Extracted records:

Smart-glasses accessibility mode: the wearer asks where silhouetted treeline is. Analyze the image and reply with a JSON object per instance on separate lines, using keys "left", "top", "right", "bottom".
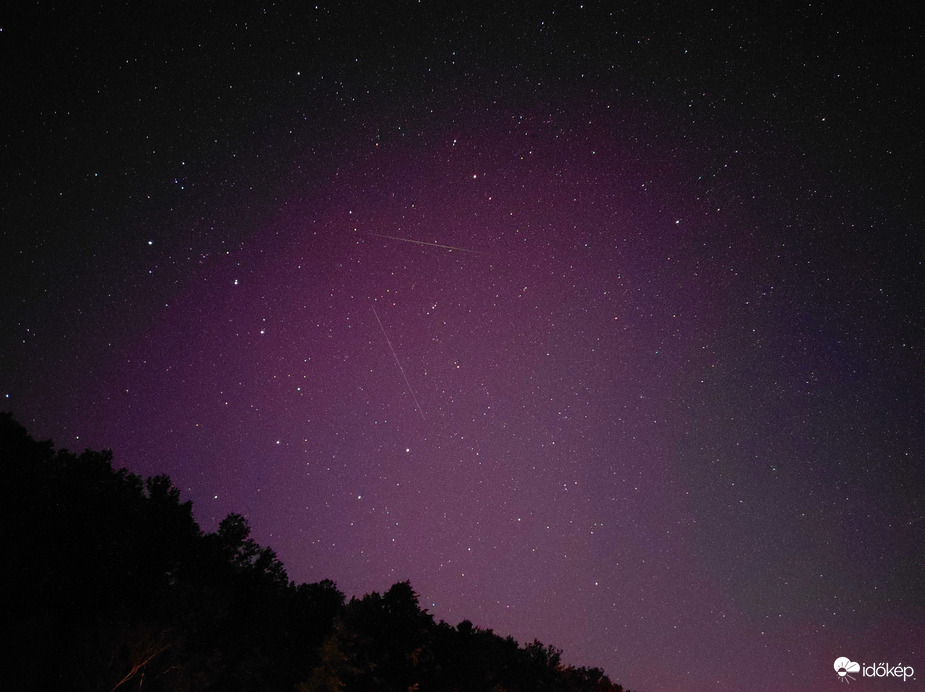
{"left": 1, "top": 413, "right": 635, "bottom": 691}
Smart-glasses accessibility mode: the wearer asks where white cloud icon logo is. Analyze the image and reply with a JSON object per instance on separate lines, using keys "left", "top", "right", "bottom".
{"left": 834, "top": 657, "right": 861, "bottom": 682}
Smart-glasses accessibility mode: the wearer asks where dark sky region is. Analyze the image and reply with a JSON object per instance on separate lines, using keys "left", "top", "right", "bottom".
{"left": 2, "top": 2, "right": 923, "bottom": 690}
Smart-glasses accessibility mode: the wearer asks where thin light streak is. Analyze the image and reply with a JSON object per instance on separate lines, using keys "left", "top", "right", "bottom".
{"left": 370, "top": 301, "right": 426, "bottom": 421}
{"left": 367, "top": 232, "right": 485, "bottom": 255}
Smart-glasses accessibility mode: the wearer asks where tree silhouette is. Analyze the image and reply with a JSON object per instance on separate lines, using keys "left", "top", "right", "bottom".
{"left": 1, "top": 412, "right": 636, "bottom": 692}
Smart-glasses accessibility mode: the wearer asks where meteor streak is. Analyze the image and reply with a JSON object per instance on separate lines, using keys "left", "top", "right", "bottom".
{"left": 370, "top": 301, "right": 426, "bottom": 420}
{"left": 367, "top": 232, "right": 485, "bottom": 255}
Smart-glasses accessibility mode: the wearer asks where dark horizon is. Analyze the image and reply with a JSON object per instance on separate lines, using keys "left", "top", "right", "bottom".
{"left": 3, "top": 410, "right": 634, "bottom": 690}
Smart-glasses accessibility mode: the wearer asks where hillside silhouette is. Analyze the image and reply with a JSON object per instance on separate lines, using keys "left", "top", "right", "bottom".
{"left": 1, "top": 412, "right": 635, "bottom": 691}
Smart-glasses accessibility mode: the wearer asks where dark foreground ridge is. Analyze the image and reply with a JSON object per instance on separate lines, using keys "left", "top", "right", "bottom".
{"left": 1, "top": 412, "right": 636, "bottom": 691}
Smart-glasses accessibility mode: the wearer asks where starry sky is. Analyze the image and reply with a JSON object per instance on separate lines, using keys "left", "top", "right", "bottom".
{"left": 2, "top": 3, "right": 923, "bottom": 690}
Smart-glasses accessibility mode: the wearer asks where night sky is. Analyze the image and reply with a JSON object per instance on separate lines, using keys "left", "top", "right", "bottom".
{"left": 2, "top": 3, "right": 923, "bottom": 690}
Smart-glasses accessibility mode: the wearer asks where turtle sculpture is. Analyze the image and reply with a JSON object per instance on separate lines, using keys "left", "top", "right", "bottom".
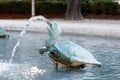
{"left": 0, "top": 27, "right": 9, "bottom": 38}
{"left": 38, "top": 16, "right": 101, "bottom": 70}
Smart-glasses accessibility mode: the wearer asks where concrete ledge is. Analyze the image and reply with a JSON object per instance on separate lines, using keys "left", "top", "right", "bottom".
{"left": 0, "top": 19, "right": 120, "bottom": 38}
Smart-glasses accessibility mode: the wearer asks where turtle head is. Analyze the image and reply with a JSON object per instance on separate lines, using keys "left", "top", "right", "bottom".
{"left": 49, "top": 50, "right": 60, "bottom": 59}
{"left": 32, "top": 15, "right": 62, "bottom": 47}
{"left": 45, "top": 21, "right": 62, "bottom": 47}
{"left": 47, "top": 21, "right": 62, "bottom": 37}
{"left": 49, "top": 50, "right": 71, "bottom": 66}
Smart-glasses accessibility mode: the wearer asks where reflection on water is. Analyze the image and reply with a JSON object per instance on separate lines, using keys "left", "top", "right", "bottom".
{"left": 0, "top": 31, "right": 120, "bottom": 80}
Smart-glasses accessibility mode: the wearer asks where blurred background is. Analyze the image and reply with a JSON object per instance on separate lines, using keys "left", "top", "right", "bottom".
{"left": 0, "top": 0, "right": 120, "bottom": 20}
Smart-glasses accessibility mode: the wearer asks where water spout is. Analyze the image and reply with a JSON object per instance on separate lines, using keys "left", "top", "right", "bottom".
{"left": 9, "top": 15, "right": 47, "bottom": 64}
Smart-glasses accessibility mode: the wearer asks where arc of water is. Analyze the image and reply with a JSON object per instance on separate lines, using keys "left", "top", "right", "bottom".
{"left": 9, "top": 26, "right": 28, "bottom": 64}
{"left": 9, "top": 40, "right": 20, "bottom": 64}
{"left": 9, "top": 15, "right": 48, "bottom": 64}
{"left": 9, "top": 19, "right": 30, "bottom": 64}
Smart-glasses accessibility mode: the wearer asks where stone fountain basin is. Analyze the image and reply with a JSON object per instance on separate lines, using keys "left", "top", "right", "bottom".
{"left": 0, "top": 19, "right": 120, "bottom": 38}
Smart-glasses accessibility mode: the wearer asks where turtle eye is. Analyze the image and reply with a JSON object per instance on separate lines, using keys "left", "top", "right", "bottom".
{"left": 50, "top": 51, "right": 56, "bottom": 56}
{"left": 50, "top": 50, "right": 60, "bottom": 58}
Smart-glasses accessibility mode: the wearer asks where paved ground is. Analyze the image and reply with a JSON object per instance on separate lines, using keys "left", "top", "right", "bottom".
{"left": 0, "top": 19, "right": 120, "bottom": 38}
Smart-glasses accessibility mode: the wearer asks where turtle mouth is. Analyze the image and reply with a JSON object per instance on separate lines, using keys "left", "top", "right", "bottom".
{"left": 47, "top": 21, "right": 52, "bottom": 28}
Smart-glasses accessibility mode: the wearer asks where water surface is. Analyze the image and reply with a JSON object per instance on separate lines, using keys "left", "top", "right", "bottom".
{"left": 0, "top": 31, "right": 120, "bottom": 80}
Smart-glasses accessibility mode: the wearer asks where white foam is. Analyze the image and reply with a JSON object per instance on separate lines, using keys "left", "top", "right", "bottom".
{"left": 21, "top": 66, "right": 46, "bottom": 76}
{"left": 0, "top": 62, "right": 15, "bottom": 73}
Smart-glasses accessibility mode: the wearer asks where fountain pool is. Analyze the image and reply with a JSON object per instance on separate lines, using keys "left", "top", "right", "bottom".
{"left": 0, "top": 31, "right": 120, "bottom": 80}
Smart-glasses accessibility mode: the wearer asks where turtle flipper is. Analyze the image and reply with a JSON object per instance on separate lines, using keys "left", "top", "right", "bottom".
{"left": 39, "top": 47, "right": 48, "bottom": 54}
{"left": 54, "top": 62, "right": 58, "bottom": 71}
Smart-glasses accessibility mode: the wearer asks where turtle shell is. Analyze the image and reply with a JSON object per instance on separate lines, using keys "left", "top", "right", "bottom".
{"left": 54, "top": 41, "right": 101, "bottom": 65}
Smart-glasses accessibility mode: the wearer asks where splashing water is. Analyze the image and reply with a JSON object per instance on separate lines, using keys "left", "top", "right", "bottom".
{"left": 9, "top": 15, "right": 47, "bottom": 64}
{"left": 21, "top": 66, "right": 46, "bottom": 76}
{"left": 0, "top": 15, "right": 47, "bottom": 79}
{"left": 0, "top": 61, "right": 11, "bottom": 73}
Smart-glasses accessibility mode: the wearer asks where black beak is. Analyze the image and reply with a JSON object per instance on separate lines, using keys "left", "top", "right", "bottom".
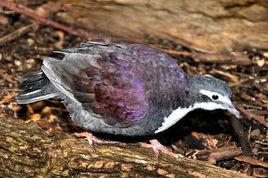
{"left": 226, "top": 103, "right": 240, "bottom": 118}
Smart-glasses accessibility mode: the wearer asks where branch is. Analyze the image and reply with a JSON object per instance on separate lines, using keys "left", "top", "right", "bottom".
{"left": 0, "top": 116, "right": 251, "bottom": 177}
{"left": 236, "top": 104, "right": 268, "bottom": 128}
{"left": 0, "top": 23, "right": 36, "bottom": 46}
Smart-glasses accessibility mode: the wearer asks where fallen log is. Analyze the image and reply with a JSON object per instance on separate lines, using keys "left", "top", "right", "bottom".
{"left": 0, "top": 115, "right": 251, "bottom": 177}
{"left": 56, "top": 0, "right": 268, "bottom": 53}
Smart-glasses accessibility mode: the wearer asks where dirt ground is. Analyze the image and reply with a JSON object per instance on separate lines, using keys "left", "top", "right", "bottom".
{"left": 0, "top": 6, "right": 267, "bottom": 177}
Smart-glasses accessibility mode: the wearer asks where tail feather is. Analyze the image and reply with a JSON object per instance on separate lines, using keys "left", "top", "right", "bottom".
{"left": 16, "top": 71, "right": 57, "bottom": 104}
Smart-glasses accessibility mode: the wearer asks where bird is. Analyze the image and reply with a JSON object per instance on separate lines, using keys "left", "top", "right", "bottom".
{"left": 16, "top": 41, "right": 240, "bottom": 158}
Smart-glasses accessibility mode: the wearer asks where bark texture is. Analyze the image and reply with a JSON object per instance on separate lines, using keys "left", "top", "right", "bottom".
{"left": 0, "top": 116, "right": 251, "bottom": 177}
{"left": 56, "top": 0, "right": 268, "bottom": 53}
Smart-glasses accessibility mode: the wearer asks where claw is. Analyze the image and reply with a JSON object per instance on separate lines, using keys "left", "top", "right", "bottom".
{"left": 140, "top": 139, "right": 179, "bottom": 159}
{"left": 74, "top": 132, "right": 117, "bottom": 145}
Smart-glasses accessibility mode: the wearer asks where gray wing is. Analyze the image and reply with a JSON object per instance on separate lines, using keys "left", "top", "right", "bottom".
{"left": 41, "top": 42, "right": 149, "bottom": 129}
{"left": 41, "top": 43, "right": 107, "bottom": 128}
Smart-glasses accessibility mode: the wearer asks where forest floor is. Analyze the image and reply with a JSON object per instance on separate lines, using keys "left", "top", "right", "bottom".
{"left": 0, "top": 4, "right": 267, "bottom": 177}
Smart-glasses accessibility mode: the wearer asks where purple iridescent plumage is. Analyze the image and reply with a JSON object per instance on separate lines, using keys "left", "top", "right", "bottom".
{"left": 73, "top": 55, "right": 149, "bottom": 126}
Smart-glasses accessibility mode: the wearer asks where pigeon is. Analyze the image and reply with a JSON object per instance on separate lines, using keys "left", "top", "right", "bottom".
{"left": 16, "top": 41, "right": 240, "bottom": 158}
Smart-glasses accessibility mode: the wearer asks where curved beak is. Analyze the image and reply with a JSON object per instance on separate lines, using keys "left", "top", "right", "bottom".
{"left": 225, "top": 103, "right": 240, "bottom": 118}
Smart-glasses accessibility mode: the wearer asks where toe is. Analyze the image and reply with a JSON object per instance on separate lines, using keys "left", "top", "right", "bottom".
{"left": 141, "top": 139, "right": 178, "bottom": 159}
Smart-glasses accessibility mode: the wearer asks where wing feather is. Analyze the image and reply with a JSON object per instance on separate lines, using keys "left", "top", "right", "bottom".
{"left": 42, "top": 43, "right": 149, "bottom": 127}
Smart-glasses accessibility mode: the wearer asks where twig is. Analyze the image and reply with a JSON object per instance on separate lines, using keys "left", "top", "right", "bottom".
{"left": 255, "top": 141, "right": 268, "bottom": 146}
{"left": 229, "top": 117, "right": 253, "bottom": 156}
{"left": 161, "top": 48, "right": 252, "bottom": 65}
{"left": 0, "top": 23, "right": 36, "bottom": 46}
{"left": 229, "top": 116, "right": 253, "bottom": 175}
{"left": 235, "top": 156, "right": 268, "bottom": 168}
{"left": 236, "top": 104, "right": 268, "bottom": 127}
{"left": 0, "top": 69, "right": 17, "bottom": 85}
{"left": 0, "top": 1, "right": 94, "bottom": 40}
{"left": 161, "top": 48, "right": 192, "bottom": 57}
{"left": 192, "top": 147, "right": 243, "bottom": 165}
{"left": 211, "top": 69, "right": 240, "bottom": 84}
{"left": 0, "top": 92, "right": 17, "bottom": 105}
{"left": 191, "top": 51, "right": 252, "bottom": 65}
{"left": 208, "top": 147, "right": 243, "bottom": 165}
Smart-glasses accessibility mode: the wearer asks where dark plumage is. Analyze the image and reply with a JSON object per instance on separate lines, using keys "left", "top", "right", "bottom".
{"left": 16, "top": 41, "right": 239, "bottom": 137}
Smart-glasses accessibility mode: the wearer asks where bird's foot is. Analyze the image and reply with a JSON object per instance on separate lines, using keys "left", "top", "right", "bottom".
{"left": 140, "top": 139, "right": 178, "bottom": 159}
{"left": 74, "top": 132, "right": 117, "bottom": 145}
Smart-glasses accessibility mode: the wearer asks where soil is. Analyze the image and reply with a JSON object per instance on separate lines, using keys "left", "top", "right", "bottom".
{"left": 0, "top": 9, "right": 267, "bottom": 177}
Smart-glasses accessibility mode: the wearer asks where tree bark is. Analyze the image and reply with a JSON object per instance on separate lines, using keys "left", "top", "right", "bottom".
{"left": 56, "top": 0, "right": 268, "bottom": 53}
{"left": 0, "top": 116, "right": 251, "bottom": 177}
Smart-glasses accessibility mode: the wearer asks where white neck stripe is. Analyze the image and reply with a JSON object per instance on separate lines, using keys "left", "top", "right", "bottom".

Work order: Output the lines from the one holding "where dark plumage" to the last line of the material, inclusive, exactly as they appear. Add no others.

Exercise output:
Smart-glasses accessibility mode: the wearer asks where dark plumage is. Analyze the image and reply with a JSON object per instance on separate lines, using keys "left", "top", "right", "bottom".
{"left": 16, "top": 41, "right": 239, "bottom": 137}
Smart-glasses accessibility mode: the wearer asks where bird's foot is. Analyze the image and reply with a JSON object per instance on separate lines, using keys "left", "top", "right", "bottom".
{"left": 140, "top": 139, "right": 178, "bottom": 159}
{"left": 74, "top": 132, "right": 117, "bottom": 145}
Smart-glasses accessibility mode: the wearer asks where soil is. Analyze the image and reply with a JSON object per instance on separate lines, using keys "left", "top", "right", "bottom".
{"left": 0, "top": 9, "right": 267, "bottom": 177}
Smart-glasses accessibility mode: the wearer asks where tree bark is. Analyze the image and reply with a JSON object per instance on separate lines, using keys "left", "top", "right", "bottom".
{"left": 56, "top": 0, "right": 268, "bottom": 53}
{"left": 0, "top": 116, "right": 251, "bottom": 177}
Smart-glasses accessibility mode: the wearer asks where white neck stripe is. Analyze the image and reply with a JSON object per instance on separate lines, using keys "left", "top", "right", "bottom".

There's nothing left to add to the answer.